Passage provided:
= = =

Comments from practitioners deploying these systems would be valuable.
Deadline: March 9, 2026, 11:59 PM ET Submit: https://www.regulations.gov/commenton/NIST-2025-0035-0001
Priority questions (if limited time): 1(a), 1(d), 2(a), 2(e), 3(a), 3(b), 4(a), 4(b), 4(d)
Full 43-question RFI at link above.
A model layer vulnerability looks nothing like a tool-use layer vulnerability.. but most framework still treats "the AI system" as one blob. But probably nobody who owns the audit trail when an agent chain spans six vendors.
Wrote about this layering in an article last month: https://philippdubach.com/posts/dont-go-monolithic-the-agent...
A more recent release:
Announcing the "AI Agent Standards Initiative" for Interoperable and Secure Innovation
https://www.nist.gov/news-events/news/2026/02/announcing-ai-...
(Disclaimer: working on this problem at tenuo.ai)
As agentic systems seem to mainly interoperate with REST style systems I suspect that using URIs for resource use descriptions would be more natural.
CodeAct is one way to abstract away some things, and bring others to the forefront. Especially when it comes to anything requiring a sidecar for mTLS, or something agents must be aware of, like error handling for whenever some call fails deep inside the stack. Troubleshooting access issues is key, during tool development and when using said tool in production, too. For many, many things, CodeAct is simply superior to naive calling conventions that you see around MCP clients, think OpenAPI.

= = =

Requirement: Retype the stretch from "Comments from practitioners" through "problem at tenuo.ai)" in the thread on AI agent security above, word for word.

Supplied data:

= = =

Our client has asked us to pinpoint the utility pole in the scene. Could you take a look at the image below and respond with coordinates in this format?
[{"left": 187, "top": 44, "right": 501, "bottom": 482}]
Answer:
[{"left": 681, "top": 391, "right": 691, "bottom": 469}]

= = =

Response:
Comments from practitioners deploying these systems would be valuable.
Deadline: March 9, 2026, 11:59 PM ET Submit: https://www.regulations.gov/commenton/NIST-2025-0035-0001
Priority questions (if limited time): 1(a), 1(d), 2(a), 2(e), 3(a), 3(b), 4(a), 4(b), 4(d)
Full 43-question RFI at link above.
A model layer vulnerability looks nothing like a tool-use layer vulnerability.. but most framework still treats "the AI system" as one blob. But probably nobody who owns the audit trail when an agent chain spans six vendors.
Wrote about this layering in an article last month: https://philippdubach.com/posts/dont-go-monolithic-the-agent...
A more recent release:
Announcing the "AI Agent Standards Initiative" for Interoperable and Secure Innovation
https://www.nist.gov/news-events/news/2026/02/announcing-ai-...
(Disclaimer: working on this problem at tenuo.ai)